**Document section:**
State's Public Health Dental Clinics staying closed
The state announced this week it will no longer take appointments for dental services.
The state closed its Public Health Dental Clinics at the onset of the pandemic and now decided to close them indefinitely.
Officials cite the declining number of patients seen at the clinics in recent years.
The number of individual visits went down from about 3,500 in 2015 to roughly 1,700 at the start of the pandemic. Delaware had reduced its number of dental clinics from 12 to five statewide.
Director of the state Bureau of Oral Health and Dental Services Dr. Nick Conte says the decline in patients is due to a shift in the bureau’s focus away from brick and mortar.
“Now the thought process is a little bit different," said Conte. "Not only is the thought process to go more towards where your patient or the person in need might be, or the real highlight for public health is to provide education and case management.”

**Recorded information:**
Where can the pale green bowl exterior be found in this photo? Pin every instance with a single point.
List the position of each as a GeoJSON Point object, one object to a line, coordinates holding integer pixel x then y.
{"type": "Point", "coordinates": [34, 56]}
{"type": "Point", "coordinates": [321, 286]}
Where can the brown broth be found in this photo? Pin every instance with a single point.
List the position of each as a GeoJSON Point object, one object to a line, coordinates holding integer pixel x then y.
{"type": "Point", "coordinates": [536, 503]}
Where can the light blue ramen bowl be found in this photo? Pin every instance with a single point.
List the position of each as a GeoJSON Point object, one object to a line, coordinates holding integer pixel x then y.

**What you will do:**
Resume the article on the closing of the state's Public Health Dental Clinics after its last sentence.

**Task response:**
Conte notes his bureau will continue its mobile Smile Check program in Delaware schools. And he adds they hope to eventually use two of the former clinics for oral cancer screenings.
Conte says information as well as referrals were sent to the state’s oral patients regarding the closure.
“We’ve sent letters and reached out to anyone that had been an active patient of ours in the last couple years, and then we’ll work with them to place them with a provider in their community,” said Conte.